• [Selected passage]

————

My wife is still getting used to me being trans, and while she has been supportive and accepting, it's clear that she's still not entirely comfortable with everything yet. Presently, she has seen a picture of my authentic self (and liked it

), but she's not ready to meet the real me yet. I can only present as Erika when I am home alone, and even though she does know when I'm doing it, I generally have to hide the evidence afterwards so that she doesn't have to see it.
I've been trying to figure out a way that we can accommodate both of our needs, have open communication, and still move forward on my journey together. My therapist and I came up with the idea of putting together a "wish list" of next steps that I feel I need to do to move my journey forward. That way, she's clear as to what I need, but she can tell me when she's ready to accept a specific item. Maybe there's something on the list that is not a big deal to her, and we can cross it off, and gradually narrow things down to the things that are a little more difficult for her. My wife and I discussed that we can generally move through the list as she's comfortable, but I can tell her if my dysphoria gets really bad and in that case, she promises to push herself a little harder.

————

• [Dataset content]
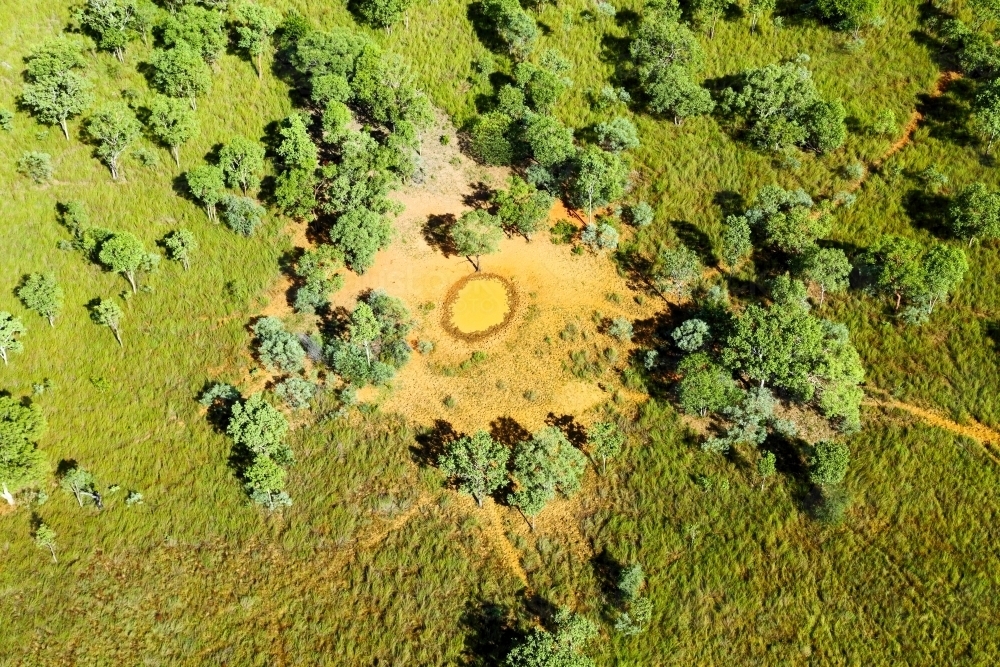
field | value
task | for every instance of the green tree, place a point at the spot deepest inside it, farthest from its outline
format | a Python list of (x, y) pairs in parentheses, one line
[(704, 386), (255, 24), (173, 123), (181, 72), (242, 214), (277, 348), (241, 161), (203, 29), (478, 462), (676, 269), (600, 179), (975, 213), (543, 466), (115, 23), (55, 92), (41, 293), (829, 268), (45, 538), (108, 313), (606, 441), (829, 462), (562, 648), (180, 243), (22, 464), (123, 253), (474, 234), (113, 127), (206, 184), (522, 208), (779, 346), (10, 329)]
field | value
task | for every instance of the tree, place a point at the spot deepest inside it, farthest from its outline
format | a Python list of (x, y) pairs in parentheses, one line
[(705, 386), (113, 127), (181, 72), (241, 161), (543, 466), (522, 208), (757, 8), (829, 462), (173, 123), (55, 92), (779, 345), (115, 23), (180, 243), (894, 264), (476, 233), (383, 13), (561, 648), (123, 253), (255, 24), (108, 313), (975, 213), (600, 179), (81, 484), (360, 234), (605, 440), (21, 462), (45, 538), (618, 134), (736, 241), (41, 293), (10, 329), (829, 268), (675, 270), (260, 428), (276, 347), (242, 214), (691, 335), (200, 28), (986, 113), (207, 186), (479, 463)]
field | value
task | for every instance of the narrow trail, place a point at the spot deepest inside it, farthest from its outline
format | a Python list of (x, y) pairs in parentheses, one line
[(985, 436)]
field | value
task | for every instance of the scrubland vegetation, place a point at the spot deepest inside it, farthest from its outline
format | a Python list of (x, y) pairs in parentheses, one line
[(193, 468)]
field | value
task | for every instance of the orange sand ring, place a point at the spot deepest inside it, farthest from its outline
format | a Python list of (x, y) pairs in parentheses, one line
[(478, 306)]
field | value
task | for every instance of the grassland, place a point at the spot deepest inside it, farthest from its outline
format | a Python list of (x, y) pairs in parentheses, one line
[(376, 563)]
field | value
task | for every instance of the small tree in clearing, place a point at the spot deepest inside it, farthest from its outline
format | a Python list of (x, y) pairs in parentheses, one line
[(108, 313), (45, 538), (254, 26), (605, 440), (476, 233), (10, 329), (479, 463), (180, 244), (41, 293)]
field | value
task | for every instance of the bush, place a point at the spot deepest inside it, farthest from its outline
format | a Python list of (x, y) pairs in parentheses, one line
[(36, 166)]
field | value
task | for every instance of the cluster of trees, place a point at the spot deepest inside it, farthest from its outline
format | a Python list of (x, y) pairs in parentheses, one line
[(536, 471)]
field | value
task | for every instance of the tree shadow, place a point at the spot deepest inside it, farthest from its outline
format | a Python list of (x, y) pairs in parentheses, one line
[(432, 441), (574, 431), (507, 431), (437, 233), (491, 632)]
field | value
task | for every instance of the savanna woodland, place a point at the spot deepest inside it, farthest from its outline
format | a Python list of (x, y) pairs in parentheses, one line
[(546, 333)]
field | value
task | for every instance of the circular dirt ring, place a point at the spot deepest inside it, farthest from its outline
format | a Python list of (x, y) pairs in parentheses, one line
[(478, 306)]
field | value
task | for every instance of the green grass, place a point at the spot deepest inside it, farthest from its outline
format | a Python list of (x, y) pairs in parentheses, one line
[(197, 575)]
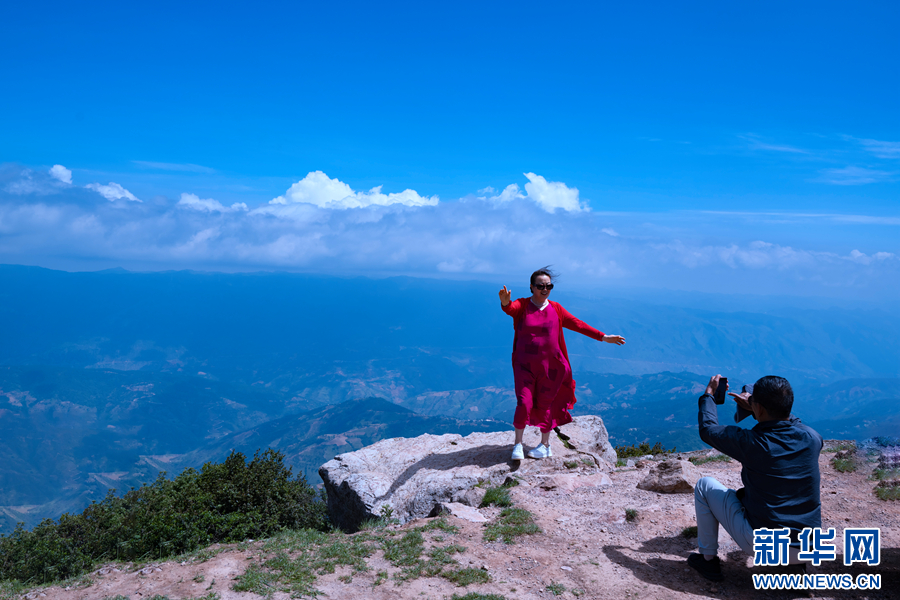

————

• [Problem description] Can you continue the personal account of the "wish list" for moving forward on a gender transition within a marriage, picking up right after its last sentence?

• [Output]
I don't know if this will work, but it seemed like a good way to make my journey less about "me" and more about "us." Also, I don't want to wake up every morning and ask "Is it OK if I shave my legs today? How about now? Tomorrow? Are we there yet?"
The problem is that I don't know what all I want to put on the list. So far, it's mostly: shave body (legs, upper body, armpits, etc.), have her meet Erika, stop having to hide Erika's things (hang clothes in closet, toss them in the normal laundry), go to the therapist as Erika. There are a few others, but that's the gist.
I guess I'm curious from everyone (but especially from those who have had marriages survive this time), what else should I be thinking about? What were some important milestones in your early days of discovering your gender identity? What were important milestones in spouse's lives? Milestones in the relationship? If you were to turn back the clock, what would you include on such a list?
Looking forward to hearing what everyone thinks!